[Passage shown]
How many generations do you think we've got left?

::stares at number::

That looks way wrong. Make that million, not thousand, sorry.

But look what happened as a result of, say, just 9/11. It became much harder to fly (even impossible to fly for a day or so due to lockdowns). Now what do you imagine would happen if planes started flying into buildings each day? Don’t you suppose that would have a much larger impact? Now just in total lives lost, but such great panic that, at some point, ALL air travel would cease. the risk would be (or would seem to be) too great to take a chance.

Could we adjust? Sure, but the adjustments might become more burdensome. If you and everyone were unsure they’d come back alive every morning if you dared leave for work, I think civilization would have a serious breakdown.

Well lets see, once we figure how fusion works we will want a clean way of creating energy, which means He3, which means we will have to learn to live on the moon. After that mars is the next step. When He3 becomes scarce on the moon we will have to mine the gas giants for more fuel. So we will be pretty diverse in the solor system and a stray stike on earth wouldn’t wipe us out. Now if we can’t figure out intersteller travel we are pretty much doomed as the sun goes to He fusion, though a few outer colonies may survive.
I’d say more that we all can count.

Plenty of time left. Oh, we may manage to kill a large number of ourselves, but not all of us.

Mankind’s survived a lot of bad shit and will continue to do so.

We might very well have some breakdowns. We are having them all the time. Expect them. It’s change.

But is civilization anything more than some huts and a central campfire? That’s what it is to me. People working together.

It’s very tough right now as the world gets smaller and smaller. Witness threads about how you should dress during jury duty. It’s different in different places. Yet I’m sure I could get along just fine with those that disagree, and adjust to their customs. Some can’t. Most can.

As the world becomes smaller, and we have more interaction, there will be less local customs. We will all become more similar (that saddens me). And less likely to ‘nuke’ our neighbor. We have a long row to hoe right now, but I do think we will work it out.

Knowing what civilization has done in the last few thousand years, or the last few hundred. We seem to adjust pretty well.

Could a person from 1000 years ago adjust to today? Probably. It would take time but I believe they could probably become a functioning member of society. Could a person of today adjust to what life was like a thousand years ago? Lots of people in the industrialize world could certainly. Many do today anyway.

Short of some type of cosmic disaster like a meteor, I think we have a long, long time on this planet. We may need to start over again and again, but I don’t believe ‘civilization’ will completely die.

Silver jumpsuits for everyone :wink:

Good or bad, I believe we are here to stay for a long, long time.

The vast VAST majority of folks are rational. They will not permit ‘planes flying into buildings every day’.

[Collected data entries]
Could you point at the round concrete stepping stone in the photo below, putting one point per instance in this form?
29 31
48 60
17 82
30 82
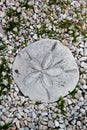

[Short task A] Return the part of the discussion on how long civilization will last that opens with the words containing "Short of some" and closes with "buildings every day’.".
[Short task B] In the discussion on how long civilization will last, what fuel would a clean way of creating energy from fusion need?
[Short task C] Continue the discussion on how long civilization will last from where it stops.

[Right answer A]
Short of some type of cosmic disaster like a meteor, I think we have a long, long time on this planet. We may need to start over again and again, but I don’t believe ‘civilization’ will completely die.

Silver jumpsuits for everyone :wink:

Good or bad, I believe we are here to stay for a long, long time.

The vast VAST majority of folks are rational. They will not permit ‘planes flying into buildings every day’.

[Right answer B] He3.

[Right answer C]
I daresay you try something stupid on a plane today and you run a great risk of getting snuffed. A rational person looking at the results of 9/11 might feel a sence of duty to keep the damage to a minimum. I know if I’m within range of a box cutter weilding lunatic and it’s on a plane, I’m doing my damndest to make him stop breathing.

Your scope is too short. 10 years from now, one of two things will have happened: The delays will be gone, or we will have adapted. Remember, 10 year old have never lived without the Internet. My three year olds will look at me in wonder (or pity) when I tell them I grew up with a B&W TV, one Color TV, and three channels.

You can’t build a nuke device with just a dozen or so good buddies in your back yard. You need materials, resources, etc. Most often supplied by governments. Governments of countries. So, yes, you destroy their countries. Maybe not their countries of birth. But their sponsor countries. Everybody knows a lot of the organizations in the mideast have unofficial sponsors in the forms of governments. If one such group blows up a U.S. or European city with a nuke, its sponsor country could quite reasonable be held liable in some form. Whether that constitutes destroying the capital city or wiping out the whole country I don’t know. I think wiping out the whole country would be most likely to give other players at that game pause. But just letting countries use their “secret” terrorist orgs blow up your cities because the terrorists don’t wear the Iranian or Syrian army uniform is a formula for national suicide.

First, why would you assume that Ethanol will be $10/gallon? We already produce it and sell it for around $2.50. The oil sands are profitable now, and if oil stays above $70/bbl, so is shale oil. That’s enough oil right there to last us for several decades.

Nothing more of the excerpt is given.